▶ [Exercise requirements]: Every line of the material should be output exactly as written.

+ + + +

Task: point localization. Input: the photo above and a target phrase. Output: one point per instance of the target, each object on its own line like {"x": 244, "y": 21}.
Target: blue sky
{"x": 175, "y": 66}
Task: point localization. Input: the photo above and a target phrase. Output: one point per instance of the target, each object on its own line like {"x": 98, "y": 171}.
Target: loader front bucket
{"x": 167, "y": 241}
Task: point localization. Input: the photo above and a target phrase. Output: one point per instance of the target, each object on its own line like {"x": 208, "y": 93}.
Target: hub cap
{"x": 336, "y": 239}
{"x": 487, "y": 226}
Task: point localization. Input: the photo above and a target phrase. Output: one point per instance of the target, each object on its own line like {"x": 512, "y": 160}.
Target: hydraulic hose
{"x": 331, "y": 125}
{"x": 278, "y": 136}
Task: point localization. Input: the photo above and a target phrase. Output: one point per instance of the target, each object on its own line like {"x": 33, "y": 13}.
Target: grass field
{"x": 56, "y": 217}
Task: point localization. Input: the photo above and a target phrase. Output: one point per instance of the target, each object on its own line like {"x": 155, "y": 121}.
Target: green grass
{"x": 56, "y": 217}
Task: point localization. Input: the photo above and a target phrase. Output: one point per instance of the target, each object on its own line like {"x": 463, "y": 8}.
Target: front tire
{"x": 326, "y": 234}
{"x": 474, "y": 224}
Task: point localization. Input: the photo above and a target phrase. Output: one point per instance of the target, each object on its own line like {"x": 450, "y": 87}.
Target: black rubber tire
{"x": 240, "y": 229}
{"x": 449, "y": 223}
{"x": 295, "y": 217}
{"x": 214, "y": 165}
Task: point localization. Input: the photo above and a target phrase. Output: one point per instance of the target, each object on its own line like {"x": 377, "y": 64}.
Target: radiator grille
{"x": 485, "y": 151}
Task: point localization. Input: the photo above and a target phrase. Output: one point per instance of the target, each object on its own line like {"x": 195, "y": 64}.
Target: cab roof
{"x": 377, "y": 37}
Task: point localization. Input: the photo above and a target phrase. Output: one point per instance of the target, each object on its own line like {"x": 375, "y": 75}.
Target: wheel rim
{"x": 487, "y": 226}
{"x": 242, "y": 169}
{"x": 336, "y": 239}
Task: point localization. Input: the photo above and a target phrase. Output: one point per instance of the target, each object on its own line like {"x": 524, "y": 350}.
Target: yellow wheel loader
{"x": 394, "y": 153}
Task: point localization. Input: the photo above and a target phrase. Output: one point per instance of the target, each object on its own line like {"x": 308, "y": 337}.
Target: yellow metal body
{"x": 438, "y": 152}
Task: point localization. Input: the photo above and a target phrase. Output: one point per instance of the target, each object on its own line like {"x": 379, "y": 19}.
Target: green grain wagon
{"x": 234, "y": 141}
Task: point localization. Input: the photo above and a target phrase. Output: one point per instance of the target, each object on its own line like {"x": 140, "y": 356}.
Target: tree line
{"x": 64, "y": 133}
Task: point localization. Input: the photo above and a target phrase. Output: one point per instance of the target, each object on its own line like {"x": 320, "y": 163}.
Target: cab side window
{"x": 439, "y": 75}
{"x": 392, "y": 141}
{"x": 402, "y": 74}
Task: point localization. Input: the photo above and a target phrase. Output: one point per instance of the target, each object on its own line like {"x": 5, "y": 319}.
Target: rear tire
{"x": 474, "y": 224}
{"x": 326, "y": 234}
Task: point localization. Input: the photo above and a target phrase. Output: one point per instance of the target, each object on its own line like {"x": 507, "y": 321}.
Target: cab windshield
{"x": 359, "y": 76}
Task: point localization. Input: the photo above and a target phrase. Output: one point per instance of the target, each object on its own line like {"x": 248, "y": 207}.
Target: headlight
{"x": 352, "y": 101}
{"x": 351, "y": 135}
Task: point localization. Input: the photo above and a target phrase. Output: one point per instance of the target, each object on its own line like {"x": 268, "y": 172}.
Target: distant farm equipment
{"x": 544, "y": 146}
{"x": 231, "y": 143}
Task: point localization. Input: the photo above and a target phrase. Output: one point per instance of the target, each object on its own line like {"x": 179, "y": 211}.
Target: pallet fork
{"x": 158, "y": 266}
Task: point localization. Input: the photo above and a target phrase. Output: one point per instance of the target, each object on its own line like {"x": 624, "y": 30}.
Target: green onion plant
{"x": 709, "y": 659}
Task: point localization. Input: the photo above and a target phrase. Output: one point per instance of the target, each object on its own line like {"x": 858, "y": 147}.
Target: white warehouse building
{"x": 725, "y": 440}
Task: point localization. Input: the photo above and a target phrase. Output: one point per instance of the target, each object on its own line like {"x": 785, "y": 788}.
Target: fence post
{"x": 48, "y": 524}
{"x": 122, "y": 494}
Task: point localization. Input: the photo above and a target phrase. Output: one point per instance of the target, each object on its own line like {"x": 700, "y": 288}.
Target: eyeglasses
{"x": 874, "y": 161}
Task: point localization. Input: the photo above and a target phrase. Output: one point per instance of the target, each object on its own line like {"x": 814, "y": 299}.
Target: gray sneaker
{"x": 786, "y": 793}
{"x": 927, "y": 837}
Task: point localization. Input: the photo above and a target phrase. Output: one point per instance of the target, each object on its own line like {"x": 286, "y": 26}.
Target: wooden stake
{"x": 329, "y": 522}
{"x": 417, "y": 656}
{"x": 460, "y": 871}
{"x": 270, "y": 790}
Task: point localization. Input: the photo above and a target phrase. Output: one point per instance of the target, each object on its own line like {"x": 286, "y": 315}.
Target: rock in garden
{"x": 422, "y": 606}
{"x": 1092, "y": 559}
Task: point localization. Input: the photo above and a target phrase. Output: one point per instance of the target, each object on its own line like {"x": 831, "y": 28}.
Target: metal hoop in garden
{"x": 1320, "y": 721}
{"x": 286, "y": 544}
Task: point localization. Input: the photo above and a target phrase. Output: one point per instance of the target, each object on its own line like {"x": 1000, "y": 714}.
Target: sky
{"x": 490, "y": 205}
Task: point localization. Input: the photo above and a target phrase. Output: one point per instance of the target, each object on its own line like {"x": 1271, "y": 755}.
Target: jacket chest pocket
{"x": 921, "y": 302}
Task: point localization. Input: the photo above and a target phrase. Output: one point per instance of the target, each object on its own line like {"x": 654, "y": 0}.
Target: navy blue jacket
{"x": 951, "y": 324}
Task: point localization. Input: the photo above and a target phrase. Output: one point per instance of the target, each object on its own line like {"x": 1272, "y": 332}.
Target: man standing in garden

+ + + +

▶ [Answer space]:
Task: point localization. Input: the photo above and a target phrase. Output: one point per instance of the target, each object on its own line like {"x": 244, "y": 21}.
Target: blue sky
{"x": 175, "y": 66}
Task: point localization. Input: the photo above and a target phrase. Output: one point per instance of the target, each object on its own line like {"x": 98, "y": 171}.
Target: loader front bucket
{"x": 167, "y": 241}
Task: point localization. Input: the photo above and a target phrase. Output: one point per instance of the target, each object on its own line like {"x": 208, "y": 93}.
Target: hub cap
{"x": 336, "y": 239}
{"x": 487, "y": 226}
Task: point localization. Input: the photo above and a target phrase. Output: one point per instance of the target, each object on its own line like {"x": 512, "y": 160}.
Target: hydraulic hose
{"x": 331, "y": 125}
{"x": 278, "y": 136}
Task: point localization. Input: the photo above and a target phrase. Output: one point per instance of the target, each object on its own line like {"x": 33, "y": 13}.
Target: grass field
{"x": 56, "y": 217}
Task: point localization. Input: the photo above and a target phrase. Output: one point per instance of the target, each object on its own line like {"x": 155, "y": 121}.
Target: green grass
{"x": 56, "y": 217}
Task: point localization. Input: the photo above and a target phrase. Output: one point per instance of the target, each object on its own line like {"x": 463, "y": 8}.
Target: front tire
{"x": 326, "y": 234}
{"x": 474, "y": 224}
Task: point localization. Input: the photo above and a target phrase. Output: one point per instance of the target, each object on its own line like {"x": 450, "y": 87}.
Target: black rubber tire
{"x": 240, "y": 229}
{"x": 449, "y": 223}
{"x": 295, "y": 217}
{"x": 214, "y": 165}
Task: point localization. Input: the photo above and a target phrase. Output: one point per instance of the target, each object on its own line like {"x": 377, "y": 64}.
Target: radiator grille
{"x": 485, "y": 151}
Task: point localization. Input: the photo above and a target phrase. Output: one point per instance of the target, each object on its own line like {"x": 195, "y": 64}.
Target: cab roof
{"x": 377, "y": 37}
Task: point localization. Input: the photo above and a target phrase. Output: one point per instance of the target, each object on its own line like {"x": 375, "y": 75}.
Target: wheel rim
{"x": 487, "y": 226}
{"x": 242, "y": 169}
{"x": 336, "y": 239}
Task: point localization. Input: the photo above and a target phrase. Output: one point per instance of the target, each object on its own line like {"x": 524, "y": 350}.
Target: yellow wheel loader
{"x": 394, "y": 153}
Task: point localization. Input: the photo above and a target phrase. Output: one point per instance of the target, each object on its own line like {"x": 308, "y": 337}.
Target: yellow metal body
{"x": 438, "y": 152}
Task: point localization. Input: the photo above and a target phrase. Output: one point per instance of the target, each object on its own line like {"x": 379, "y": 19}.
Target: green grain wagon
{"x": 234, "y": 141}
Task: point localization. Input: the photo above and a target phrase. Output: one point per instance of the target, each object on its own line like {"x": 140, "y": 356}.
Target: tree line
{"x": 64, "y": 133}
Task: point localization. Input: the photo above and a target phrase. Output: one point per instance of the target, each object on its own line like {"x": 320, "y": 163}.
Target: cab side window
{"x": 439, "y": 75}
{"x": 392, "y": 141}
{"x": 402, "y": 74}
Task: point localization. Input: the photo above and a target phrase. Output: one point per instance of the target, each object on its own line like {"x": 5, "y": 319}.
Target: rear tire
{"x": 474, "y": 224}
{"x": 326, "y": 234}
Task: point localization. Input: the photo above and a target phrase. Output: one point per instance of the target, each object on its own line like {"x": 507, "y": 321}.
Target: cab windshield
{"x": 359, "y": 76}
Task: point localization. Input: the photo above and a target phrase. Output: one point per instance of the target, each object on its own line like {"x": 248, "y": 207}.
Target: headlight
{"x": 352, "y": 101}
{"x": 351, "y": 135}
Task: point localization. Input: the photo above and a target phrase. Output: one point per instance of the target, each object on its own line like {"x": 268, "y": 172}.
Target: distant farm equipment
{"x": 544, "y": 146}
{"x": 231, "y": 143}
Task: point localization. Input: the photo above and a target phrase. Output: one point per instance of the target, each object on its own line like {"x": 179, "y": 211}.
Target: pallet fork
{"x": 158, "y": 266}
Task: point localization. Input: the photo above and a target phrase. Output: one point per instance of the target, each object on its own line like {"x": 624, "y": 30}.
Target: green onion plant
{"x": 709, "y": 659}
Task: point localization. Input: the photo above and a target phrase. Output: one point per instance of the target, each object on its own line like {"x": 858, "y": 147}.
Target: white warehouse building
{"x": 725, "y": 440}
Task: point localization. Input: the photo above and a target phrase. Output: one point per instance of the target, each object on its own line like {"x": 785, "y": 788}.
Target: fence post
{"x": 48, "y": 524}
{"x": 122, "y": 494}
Task: point localization. Input: the photo above and a target phrase. Output: one point per instance of the target, each object on its own line like {"x": 700, "y": 288}.
Target: eyeglasses
{"x": 874, "y": 161}
Task: point localization. Input: the photo above and a target phrase. Output: one point per instance of the target, each object on its own line like {"x": 814, "y": 299}.
Target: gray sneaker
{"x": 786, "y": 793}
{"x": 927, "y": 837}
Task: point localization. Input: the photo above and a target phrase. Output: one point per instance of the target, each object on its own line like {"x": 286, "y": 26}.
Target: wooden stake
{"x": 329, "y": 522}
{"x": 417, "y": 656}
{"x": 460, "y": 871}
{"x": 270, "y": 790}
Task: point localization. Input: the photo above and a target phrase. Output: one point per instance of the target, each object on its own line like {"x": 286, "y": 315}.
Target: rock in garden
{"x": 422, "y": 606}
{"x": 1092, "y": 559}
Task: point localization. Input: the photo above and a target phrase. Output: one point per instance of the target, each object on its own line like {"x": 831, "y": 28}.
Target: metal hoop in garden
{"x": 1320, "y": 721}
{"x": 286, "y": 544}
Task: point localization. Input: the photo above and a target phrase. Output: one point per instance of the target, each object on its own line like {"x": 1000, "y": 714}.
Target: sky
{"x": 490, "y": 205}
Task: point localization. Input: the photo above and a target phrase. Output: one point per instance of the target, each object on its own line like {"x": 1271, "y": 755}.
Target: jacket chest pocket
{"x": 921, "y": 302}
Task: point localization. Input: the photo above and a target phrase. Output: one point per instance of the target, each object on its own line like {"x": 654, "y": 0}.
Target: navy blue jacket
{"x": 951, "y": 324}
Task: point localization. Input: the photo above and a target phrase. Output: one point per instance of the target, each object on its own line like {"x": 1272, "y": 332}.
Target: man standing in garden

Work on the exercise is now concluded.